• What is needed:
Lines before the one containing "query: the noun phrase to outline: <item>man" are left out; copy that line and every later line through the end of the data exactly.

• Data for the task:
((
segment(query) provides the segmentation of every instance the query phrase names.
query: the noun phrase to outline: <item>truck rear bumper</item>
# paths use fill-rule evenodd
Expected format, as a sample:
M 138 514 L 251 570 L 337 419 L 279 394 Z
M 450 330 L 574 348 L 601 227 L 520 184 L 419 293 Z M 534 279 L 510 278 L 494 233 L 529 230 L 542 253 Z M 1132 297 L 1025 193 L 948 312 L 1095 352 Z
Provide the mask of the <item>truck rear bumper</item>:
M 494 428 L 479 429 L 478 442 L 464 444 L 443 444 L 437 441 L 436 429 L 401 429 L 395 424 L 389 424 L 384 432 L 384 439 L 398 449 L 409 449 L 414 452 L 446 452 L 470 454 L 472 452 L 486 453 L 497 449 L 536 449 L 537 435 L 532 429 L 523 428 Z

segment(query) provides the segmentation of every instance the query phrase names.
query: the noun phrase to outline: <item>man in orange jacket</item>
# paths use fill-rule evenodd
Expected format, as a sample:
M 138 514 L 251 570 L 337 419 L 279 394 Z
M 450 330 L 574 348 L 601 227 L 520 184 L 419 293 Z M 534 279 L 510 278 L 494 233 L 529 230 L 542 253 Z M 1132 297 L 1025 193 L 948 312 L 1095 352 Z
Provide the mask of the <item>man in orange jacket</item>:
))
• Written response:
query: the noun phrase to outline: <item>man in orange jacket</item>
# paths use fill-rule evenodd
Expected format, as a sample:
M 138 514 L 251 570 L 337 419 L 279 394 Z
M 450 330 L 574 348 L 601 227 L 520 184 L 419 293 Z M 534 279 L 510 278 L 494 233 L 529 230 L 542 253 Z M 1132 297 L 1025 193 L 948 312 L 1095 352 Z
Provide the mask of the <item>man in orange jacket</item>:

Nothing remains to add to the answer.